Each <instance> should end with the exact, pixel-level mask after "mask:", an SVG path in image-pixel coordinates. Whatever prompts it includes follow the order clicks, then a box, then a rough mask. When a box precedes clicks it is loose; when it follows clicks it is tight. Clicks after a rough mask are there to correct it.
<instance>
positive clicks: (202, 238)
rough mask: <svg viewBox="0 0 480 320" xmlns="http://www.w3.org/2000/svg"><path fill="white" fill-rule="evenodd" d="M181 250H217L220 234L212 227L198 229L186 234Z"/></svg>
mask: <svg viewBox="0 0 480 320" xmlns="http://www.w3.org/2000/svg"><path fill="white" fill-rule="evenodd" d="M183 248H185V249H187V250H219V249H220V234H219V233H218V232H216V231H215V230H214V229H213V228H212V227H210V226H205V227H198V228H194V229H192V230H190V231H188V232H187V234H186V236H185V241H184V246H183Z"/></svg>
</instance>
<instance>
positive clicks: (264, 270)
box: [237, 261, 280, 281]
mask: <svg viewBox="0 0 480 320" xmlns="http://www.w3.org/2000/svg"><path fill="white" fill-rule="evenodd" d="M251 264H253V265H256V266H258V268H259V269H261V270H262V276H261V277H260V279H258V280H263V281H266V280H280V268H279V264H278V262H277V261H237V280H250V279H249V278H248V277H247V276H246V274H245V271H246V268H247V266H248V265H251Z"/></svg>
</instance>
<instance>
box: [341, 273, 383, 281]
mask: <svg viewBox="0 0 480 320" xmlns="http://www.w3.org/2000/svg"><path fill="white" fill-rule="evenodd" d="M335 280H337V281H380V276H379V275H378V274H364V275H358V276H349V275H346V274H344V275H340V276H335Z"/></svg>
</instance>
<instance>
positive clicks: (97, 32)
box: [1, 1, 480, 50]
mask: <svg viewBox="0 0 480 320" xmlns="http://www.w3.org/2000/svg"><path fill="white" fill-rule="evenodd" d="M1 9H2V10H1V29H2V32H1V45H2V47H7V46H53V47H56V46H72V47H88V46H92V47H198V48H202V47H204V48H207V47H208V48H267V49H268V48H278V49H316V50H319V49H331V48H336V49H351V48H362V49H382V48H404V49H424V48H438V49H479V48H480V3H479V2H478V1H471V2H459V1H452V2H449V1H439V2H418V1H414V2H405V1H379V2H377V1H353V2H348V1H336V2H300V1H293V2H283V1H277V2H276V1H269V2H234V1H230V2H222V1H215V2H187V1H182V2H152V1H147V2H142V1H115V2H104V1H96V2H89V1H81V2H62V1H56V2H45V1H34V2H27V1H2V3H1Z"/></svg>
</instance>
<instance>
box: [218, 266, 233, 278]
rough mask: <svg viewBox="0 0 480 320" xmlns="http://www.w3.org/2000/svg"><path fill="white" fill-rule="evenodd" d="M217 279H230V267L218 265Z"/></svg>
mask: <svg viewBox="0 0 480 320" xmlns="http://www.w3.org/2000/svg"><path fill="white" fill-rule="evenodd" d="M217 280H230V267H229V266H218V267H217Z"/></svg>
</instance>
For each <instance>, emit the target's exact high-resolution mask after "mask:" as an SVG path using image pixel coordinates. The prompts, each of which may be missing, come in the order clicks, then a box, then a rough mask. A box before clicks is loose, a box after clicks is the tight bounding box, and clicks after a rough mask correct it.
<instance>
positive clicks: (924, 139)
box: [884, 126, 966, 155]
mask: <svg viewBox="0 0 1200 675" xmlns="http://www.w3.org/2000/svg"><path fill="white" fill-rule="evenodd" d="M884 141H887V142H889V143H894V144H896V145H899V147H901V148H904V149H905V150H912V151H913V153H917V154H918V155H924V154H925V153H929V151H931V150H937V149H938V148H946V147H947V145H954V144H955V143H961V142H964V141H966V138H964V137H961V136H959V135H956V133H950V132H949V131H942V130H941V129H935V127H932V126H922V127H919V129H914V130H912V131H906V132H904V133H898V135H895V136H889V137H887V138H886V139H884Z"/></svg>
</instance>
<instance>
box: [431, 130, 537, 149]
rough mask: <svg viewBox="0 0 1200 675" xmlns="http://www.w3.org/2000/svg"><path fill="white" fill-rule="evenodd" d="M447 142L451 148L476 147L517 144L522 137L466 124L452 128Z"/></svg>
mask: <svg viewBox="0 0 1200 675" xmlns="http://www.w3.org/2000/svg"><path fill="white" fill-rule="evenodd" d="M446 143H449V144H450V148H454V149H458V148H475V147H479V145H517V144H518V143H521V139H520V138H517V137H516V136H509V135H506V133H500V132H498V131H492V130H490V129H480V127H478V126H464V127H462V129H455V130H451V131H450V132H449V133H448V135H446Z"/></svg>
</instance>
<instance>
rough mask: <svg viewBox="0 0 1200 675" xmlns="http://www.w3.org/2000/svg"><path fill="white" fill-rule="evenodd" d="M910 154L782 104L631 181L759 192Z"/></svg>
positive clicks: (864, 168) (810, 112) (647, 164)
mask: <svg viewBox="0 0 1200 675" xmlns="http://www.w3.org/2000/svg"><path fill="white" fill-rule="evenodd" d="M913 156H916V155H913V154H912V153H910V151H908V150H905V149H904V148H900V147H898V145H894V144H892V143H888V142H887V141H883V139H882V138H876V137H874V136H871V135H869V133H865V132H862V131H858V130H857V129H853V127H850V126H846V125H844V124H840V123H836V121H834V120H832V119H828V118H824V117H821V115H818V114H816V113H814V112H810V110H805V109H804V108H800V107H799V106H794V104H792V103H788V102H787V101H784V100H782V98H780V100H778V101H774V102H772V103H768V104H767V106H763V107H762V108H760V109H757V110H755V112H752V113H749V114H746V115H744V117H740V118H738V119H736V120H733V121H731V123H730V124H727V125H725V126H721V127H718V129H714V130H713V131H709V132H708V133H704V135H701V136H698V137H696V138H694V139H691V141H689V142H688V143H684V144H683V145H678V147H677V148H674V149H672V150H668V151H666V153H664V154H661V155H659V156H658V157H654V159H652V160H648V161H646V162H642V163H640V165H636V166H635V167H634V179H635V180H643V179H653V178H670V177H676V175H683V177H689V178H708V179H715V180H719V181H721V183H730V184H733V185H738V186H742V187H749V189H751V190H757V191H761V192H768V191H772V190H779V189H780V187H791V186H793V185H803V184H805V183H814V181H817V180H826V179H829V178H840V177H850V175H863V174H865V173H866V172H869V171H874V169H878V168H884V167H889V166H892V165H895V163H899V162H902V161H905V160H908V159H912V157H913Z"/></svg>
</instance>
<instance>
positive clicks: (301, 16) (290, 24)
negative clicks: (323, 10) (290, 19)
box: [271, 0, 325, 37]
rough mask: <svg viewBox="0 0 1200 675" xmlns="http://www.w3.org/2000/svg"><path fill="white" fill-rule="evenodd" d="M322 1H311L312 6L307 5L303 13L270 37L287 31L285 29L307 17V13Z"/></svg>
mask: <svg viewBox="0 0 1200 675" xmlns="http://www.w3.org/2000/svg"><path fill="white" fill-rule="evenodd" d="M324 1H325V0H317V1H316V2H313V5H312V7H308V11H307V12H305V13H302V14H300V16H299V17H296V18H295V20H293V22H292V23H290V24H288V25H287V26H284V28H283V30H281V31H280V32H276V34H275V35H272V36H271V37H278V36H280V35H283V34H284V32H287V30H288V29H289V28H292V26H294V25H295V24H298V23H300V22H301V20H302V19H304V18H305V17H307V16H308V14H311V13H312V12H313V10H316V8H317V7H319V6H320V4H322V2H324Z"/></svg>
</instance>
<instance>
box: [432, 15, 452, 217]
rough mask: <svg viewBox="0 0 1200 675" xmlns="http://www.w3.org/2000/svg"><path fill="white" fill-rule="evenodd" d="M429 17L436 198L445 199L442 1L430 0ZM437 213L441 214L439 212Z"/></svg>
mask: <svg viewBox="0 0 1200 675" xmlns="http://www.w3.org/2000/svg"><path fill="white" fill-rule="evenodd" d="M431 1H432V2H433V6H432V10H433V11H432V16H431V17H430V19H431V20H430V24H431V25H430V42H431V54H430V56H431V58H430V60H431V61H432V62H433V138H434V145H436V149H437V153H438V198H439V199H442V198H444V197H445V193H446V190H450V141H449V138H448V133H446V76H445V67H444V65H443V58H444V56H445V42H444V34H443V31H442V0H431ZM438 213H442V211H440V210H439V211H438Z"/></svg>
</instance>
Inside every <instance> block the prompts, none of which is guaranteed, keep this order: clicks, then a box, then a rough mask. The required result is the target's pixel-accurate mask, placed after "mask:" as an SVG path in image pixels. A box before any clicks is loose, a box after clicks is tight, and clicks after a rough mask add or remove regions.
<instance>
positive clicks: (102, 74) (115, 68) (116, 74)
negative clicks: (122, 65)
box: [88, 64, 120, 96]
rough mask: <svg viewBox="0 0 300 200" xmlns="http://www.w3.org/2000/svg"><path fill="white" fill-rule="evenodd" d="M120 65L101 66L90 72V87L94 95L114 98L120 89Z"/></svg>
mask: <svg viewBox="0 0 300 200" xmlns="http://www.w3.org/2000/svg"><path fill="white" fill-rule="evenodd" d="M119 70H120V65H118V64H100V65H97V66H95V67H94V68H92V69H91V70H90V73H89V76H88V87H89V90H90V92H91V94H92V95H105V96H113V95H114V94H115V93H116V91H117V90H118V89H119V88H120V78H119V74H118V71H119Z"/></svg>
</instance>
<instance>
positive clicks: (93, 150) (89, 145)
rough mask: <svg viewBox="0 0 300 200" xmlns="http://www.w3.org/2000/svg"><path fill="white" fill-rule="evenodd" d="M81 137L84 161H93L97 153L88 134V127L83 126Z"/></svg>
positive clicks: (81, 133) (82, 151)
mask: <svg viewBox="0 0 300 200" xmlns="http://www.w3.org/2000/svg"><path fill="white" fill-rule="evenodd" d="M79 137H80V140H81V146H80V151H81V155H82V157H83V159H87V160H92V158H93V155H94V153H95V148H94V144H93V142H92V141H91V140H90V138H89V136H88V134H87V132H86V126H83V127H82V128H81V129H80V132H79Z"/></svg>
────────────────────────────────────────
Exercise details → Pick each line holding "negative" out of the entries above and return it.

Task response →
negative clicks: (323, 10) (290, 19)
negative clicks: (122, 65)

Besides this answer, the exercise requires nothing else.